## REQUIREMENTS
Reproduce every one of the following lines verbatim, with no alteration.

## MATERIAL FOR THIS TASK
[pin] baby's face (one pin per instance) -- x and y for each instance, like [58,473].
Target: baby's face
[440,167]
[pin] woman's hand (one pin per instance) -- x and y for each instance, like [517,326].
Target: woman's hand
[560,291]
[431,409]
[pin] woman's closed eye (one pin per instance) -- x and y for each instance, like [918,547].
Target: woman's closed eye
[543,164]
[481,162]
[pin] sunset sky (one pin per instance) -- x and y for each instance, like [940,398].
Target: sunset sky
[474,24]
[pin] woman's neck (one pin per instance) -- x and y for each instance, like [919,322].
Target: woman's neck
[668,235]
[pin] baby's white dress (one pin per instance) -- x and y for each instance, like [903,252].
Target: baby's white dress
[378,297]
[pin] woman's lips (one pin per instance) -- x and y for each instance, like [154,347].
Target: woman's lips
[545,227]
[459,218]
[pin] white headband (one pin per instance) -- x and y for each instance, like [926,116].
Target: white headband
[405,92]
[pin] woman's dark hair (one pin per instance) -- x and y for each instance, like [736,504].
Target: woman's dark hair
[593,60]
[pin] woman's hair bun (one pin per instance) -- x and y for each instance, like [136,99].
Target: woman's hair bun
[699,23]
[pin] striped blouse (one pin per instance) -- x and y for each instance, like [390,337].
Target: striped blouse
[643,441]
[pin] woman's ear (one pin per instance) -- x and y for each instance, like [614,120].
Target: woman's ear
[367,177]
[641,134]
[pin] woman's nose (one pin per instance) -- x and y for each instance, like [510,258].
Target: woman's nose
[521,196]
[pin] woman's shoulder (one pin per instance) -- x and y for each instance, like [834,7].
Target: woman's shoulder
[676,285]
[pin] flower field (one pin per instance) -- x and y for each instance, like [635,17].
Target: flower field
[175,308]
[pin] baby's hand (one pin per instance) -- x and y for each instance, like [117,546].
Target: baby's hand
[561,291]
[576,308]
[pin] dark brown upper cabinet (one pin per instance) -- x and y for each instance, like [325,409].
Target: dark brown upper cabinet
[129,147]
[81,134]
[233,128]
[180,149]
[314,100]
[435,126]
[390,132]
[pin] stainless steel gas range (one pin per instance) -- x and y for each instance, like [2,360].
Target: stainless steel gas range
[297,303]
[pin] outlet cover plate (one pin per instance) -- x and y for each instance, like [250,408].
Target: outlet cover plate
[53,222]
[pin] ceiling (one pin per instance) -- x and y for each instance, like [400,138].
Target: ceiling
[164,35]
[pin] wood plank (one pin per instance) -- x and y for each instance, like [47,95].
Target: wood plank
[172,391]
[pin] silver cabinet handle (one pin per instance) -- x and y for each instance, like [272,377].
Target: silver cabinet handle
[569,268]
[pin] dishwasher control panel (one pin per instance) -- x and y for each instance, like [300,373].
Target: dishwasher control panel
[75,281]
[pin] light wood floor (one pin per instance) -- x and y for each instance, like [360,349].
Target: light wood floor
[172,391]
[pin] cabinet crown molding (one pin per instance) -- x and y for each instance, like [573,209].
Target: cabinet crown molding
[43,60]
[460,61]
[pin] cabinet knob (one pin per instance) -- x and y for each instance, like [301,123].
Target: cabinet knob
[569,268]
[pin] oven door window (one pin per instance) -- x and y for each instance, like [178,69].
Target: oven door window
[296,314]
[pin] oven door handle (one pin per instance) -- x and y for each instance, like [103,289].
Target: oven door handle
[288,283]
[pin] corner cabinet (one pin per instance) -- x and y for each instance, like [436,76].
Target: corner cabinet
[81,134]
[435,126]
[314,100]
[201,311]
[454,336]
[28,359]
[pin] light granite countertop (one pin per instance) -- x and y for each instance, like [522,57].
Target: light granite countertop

## RESULT
[pin] baby's face (one pin per instance) -- x and y for each instance, like [58,473].
Target: baby's face
[440,167]
[pin] woman's hand (one pin per instance) -- x and y for each instance, like [517,326].
Target: woman's hand
[560,291]
[431,409]
[pin] woman's closed eye (one pin per instance) -- x and y for each instance, like [918,547].
Target: woman's closed eye
[543,164]
[481,162]
[pin] sunset sky (one pin per instance) -- x and y for each instance, like [940,398].
Target: sunset sky
[474,24]
[pin] woman's neck (one pin per instance) -- x and y for each instance, like [919,322].
Target: woman's neck
[668,235]
[pin] baby's white dress (one pin per instance) -- x and y for each instance, like [903,252].
Target: baby's white dress
[378,297]
[pin] woman's lips (one pin per instance) -- x and y for each instance, like [154,347].
Target: woman's lips
[545,227]
[459,218]
[pin] white headband (one pin per instance) -- x and y for each instance, like [926,116].
Target: white headband
[405,92]
[pin] woman's dark hair (one pin per instance) -- x and y for each instance, like [736,504].
Target: woman's dark hair
[593,60]
[pin] woman's hair bun (one pin per instance) -- x and y for each instance, like [136,99].
Target: woman's hair bun
[699,23]
[pin] striped blouse (one pin per instance) -- x and y for each instance, like [390,337].
Target: striped blouse
[643,441]
[pin] woman's ear (one pin per instance) -- x and y for each instance, like [614,120].
Target: woman's ear
[367,177]
[641,134]
[pin] woman's nose (one pin per instance) -- x and y for each instance, like [510,258].
Target: woman's nose
[521,196]
[pin] woman's shoulder (one pin per instance) -- x and y for each instance, like [834,7].
Target: woman's shoulder
[676,285]
[pin] flower field (one pin per instance) -- x and y for each instance, like [635,17].
Target: flower field
[175,308]
[pin] baby's hand (one pin per instance) -- x and y for each instance, like [117,546].
Target: baby's hand
[561,291]
[576,308]
[pin] dark brown upper cabinet (one pin per instance) -- x and y for each instance, like [325,409].
Target: dark brown upper cabinet
[129,147]
[81,134]
[233,128]
[180,149]
[314,100]
[435,126]
[390,132]
[pin] stainless steel gas range (one pin per instance) -- x and y for each instance, like [2,360].
Target: stainless steel gas range
[297,303]
[pin] outlet cover plate (one pin per instance) -- x and y for each instance, like [250,408].
Target: outlet cover plate
[53,222]
[pin] ceiling (one pin per instance) -- x and y for each instance, like [400,138].
Target: ceiling
[164,35]
[pin] wood plank (one pin per instance) -- x and y for each instance, like [47,95].
Target: wood plank
[172,391]
[pin] silver cabinet handle (one pin per instance) -- x and y for each instance, like [272,377].
Target: silver cabinet handle
[569,268]
[pin] dishwasher control panel (one pin per instance) -- x and y for each instance, like [300,373].
Target: dishwasher control panel
[75,281]
[pin] light wood floor (one pin per instance) -- x and y for each instance, like [360,349].
Target: light wood floor
[172,391]
[pin] cabinet crown molding (one pin per instance) -- x and y for each instance, like [573,209].
Target: cabinet crown molding
[43,60]
[460,61]
[pin] cabinet knob (one pin per instance) -- x and y for each instance, like [301,123].
Target: cabinet knob
[569,268]
[pin] oven door window (one pin per instance) -- x and y for each instance, like [178,69].
Target: oven door window
[296,314]
[pin] oven door handle (one pin per instance) -- x and y for each instance, like [103,289].
Target: oven door handle
[288,283]
[pin] corner cabinet (one pin per instance) -- x and y for each instance, like [436,76].
Target: corner cabinet
[81,134]
[435,126]
[314,100]
[201,311]
[454,336]
[28,359]
[pin] light granite countertop (one pin per instance) -- x and y for each instance, like [522,57].
Target: light granite countertop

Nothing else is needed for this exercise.